Records provided:
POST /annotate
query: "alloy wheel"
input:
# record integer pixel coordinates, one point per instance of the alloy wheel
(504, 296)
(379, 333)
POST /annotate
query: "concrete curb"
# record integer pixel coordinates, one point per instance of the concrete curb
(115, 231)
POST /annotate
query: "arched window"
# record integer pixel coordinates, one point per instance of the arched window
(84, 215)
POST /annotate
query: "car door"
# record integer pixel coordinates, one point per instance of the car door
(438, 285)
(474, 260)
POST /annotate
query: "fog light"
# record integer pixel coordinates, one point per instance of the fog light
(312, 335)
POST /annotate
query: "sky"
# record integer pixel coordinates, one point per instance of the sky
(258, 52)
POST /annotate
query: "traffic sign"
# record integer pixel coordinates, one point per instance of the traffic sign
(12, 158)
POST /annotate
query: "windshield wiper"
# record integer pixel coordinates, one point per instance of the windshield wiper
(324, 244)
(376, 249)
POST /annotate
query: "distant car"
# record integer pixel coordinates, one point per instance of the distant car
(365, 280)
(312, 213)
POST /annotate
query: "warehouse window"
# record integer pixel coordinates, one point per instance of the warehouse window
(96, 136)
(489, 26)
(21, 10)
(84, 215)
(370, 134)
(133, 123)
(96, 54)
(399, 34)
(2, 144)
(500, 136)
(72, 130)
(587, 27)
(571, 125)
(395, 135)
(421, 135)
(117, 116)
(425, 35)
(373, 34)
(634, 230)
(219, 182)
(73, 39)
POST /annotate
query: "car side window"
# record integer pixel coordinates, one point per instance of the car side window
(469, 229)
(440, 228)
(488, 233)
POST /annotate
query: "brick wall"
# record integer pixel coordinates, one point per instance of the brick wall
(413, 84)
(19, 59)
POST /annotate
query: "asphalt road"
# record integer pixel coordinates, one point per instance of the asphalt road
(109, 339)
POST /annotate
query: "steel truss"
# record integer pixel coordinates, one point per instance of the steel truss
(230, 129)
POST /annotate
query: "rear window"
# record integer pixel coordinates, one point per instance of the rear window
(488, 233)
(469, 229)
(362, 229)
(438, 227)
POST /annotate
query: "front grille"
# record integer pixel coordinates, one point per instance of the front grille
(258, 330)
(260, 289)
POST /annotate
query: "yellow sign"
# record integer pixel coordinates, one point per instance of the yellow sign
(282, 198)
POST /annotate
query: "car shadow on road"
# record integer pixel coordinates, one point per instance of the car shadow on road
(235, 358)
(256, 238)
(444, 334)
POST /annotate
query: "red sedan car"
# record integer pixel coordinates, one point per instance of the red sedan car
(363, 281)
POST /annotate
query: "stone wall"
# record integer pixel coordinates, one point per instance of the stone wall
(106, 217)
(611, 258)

Problem requirements: Please output the entries above, every line exactly as it reads.

Result of this task:
POST /annotate
query: "alloy wheel"
input:
# record integer pixel coordinates, one point per instance of the alloy wheel
(504, 296)
(379, 333)
POST /annotate
query: "concrete curb"
# record integer pixel coordinates, one point per instance of the concrete curb
(115, 231)
POST /annotate
query: "arched window"
# record integer pixel coordinates, one point per instance of the arched window
(84, 215)
POST /annotate
query: "car door"
# record integer pixel coordinates, one point per instance of the car door
(438, 285)
(474, 260)
POST /annotate
query: "fog light"
# record integer pixel coordinates, one point per instance of the fog light
(312, 335)
POST /annotate
query: "sky"
# record integer pixel coordinates, one point per instance of the sky
(258, 52)
POST /annotate
query: "traffic sign"
# record integer pixel coordinates, one point per instance of the traffic sign
(12, 158)
POST /annotate
query: "windshield wiper"
# record integer pixel coordinates, one point per instance of the windshield wiper
(324, 244)
(376, 249)
POST /annotate
query: "distant car"
# record integer pixel coordinates, one point per instance of the distant car
(365, 280)
(312, 213)
POST /annotate
query: "warehouse window"
# record integer pixel coordinates, one point per instance of the warehouse window
(96, 136)
(489, 26)
(21, 10)
(84, 215)
(370, 134)
(133, 123)
(96, 54)
(399, 34)
(2, 144)
(500, 136)
(72, 130)
(587, 27)
(571, 125)
(395, 135)
(421, 135)
(117, 116)
(425, 35)
(373, 34)
(634, 230)
(219, 182)
(73, 39)
POST /annotate
query: "car side window"
# record integer pixel coordinates, one point per instance of the car side window
(469, 229)
(440, 228)
(488, 233)
POST /annotate
query: "brick wall"
# record integer pixel coordinates, one point per instance of the brick wall
(413, 84)
(19, 59)
POST /annotate
query: "asphalt road"
# record integer pixel coordinates, one point per instance of the asphalt road
(109, 339)
POST /annotate
query: "steel truss"
# record integer pixel coordinates, one point per instance of the steel truss
(230, 129)
POST /annotate
query: "rear window"
# record integer pixel coordinates, one point per instance of the rear window
(488, 233)
(469, 229)
(362, 229)
(438, 227)
POST /annotate
query: "front grille"
# record integer pixel coordinates, one point per instance of the front grille
(258, 330)
(260, 289)
POST /annotate
query: "yellow sign"
# record integer pixel coordinates, one point per instance of the yellow sign
(282, 198)
POST /annotate
query: "car shadow on road"
# record integer pixel coordinates, one point per instance of the car shadow on road
(235, 358)
(256, 238)
(444, 334)
POST /annotate
query: "red sedan car"
# record integer pixel coordinates, one point per instance of the red sedan car
(363, 281)
POST /annotate
query: "stone wall"
# record integer pixel coordinates, one point per instance of the stone wall
(106, 217)
(611, 258)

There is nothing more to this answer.